Reproduce the part of the St Killian's school article starting at "The school cannot" and ending at "Cork city’s northside.", replacing "lifts" with "elevators".

** PAGE TEXT follows **

St Killian's pupils suffer due to inadequate facilities, minister hears
Minister for special education and inclusion Michael Moynihan at St Killian's school
in Mayfield, Cork, with principal Sue Lenihan, parent Fiona Coughlan, parents' association chairwoman Suzanne O'Flynn, and vice principal Mary O'Connor. Picture: Eddie O'Hare
Children are suffering due to entirely inadequate facilities at Cork’s largest special school, the minister for special education was told when he visited St Killian’s special school in Cork on Friday.
“The building lets us down,” principal Sue Lenihan said.
“It’s not right. The children are awe-inspiring. Despite their challenges and very complex needs, they are brilliant.
“They are such special children and when they have the right environment, their personalities and their gifts really come out.”
Although a new building for the school is in planning stage, Ms Lenihan is hoping for interim measures to make the existing space more accessible until the new school can be built to at least accommodate children with mobility issues on the ground floor.
The school cannot currently accommodate wheelchair users and others with mobility issues as there are no lifts and steps lead between the various rooms even on ground floor level.

Some 100 children are on the waiting list and 107 children attend the school in Mayfield in Cork city’s northside.

** End of PAGE TEXT **
** DATASET CONTENT follows **

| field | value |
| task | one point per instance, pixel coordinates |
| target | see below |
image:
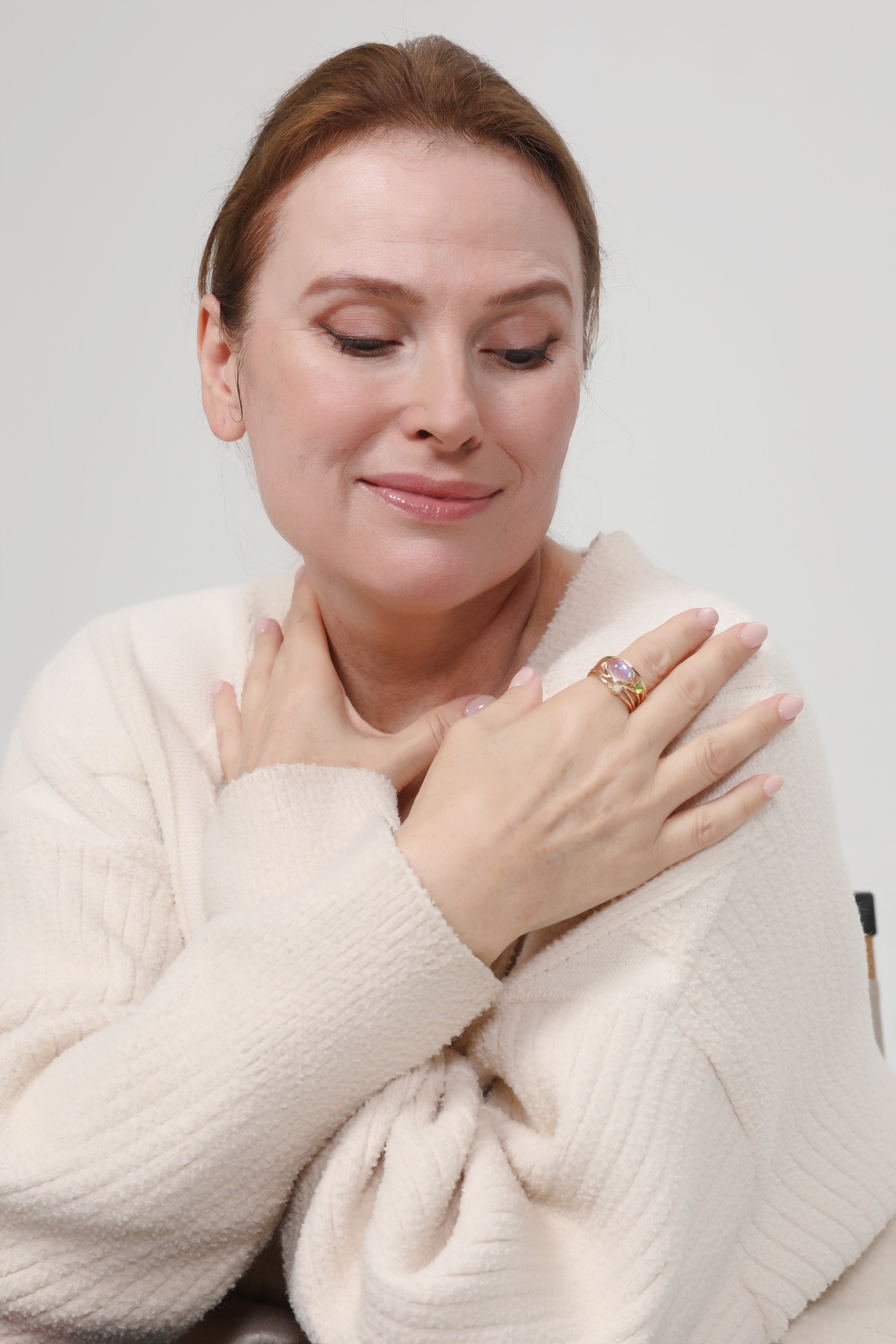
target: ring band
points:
(623, 681)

** End of DATASET CONTENT **

▸ SOLUTION FOR THIS TASK:
The school cannot currently accommodate wheelchair users and others with mobility issues as there are no elevators and steps lead between the various rooms even on ground floor level.

Some 100 children are on the waiting list and 107 children attend the school in Mayfield in Cork city’s northside.